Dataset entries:
····················

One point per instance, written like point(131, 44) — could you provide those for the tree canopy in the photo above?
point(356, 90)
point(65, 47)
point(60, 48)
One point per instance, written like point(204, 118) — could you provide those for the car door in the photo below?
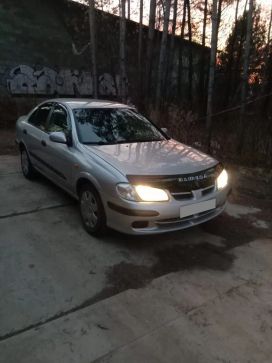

····················

◆ Exercise instructions:
Write out each entry exactly as given, omitting any picture.

◆ Answer:
One point per instance, written like point(131, 44) — could you provide those for the tree canopy in the photo above?
point(356, 90)
point(65, 47)
point(60, 48)
One point per instance, written like point(204, 118) — could you provide those for the car door in the photo below?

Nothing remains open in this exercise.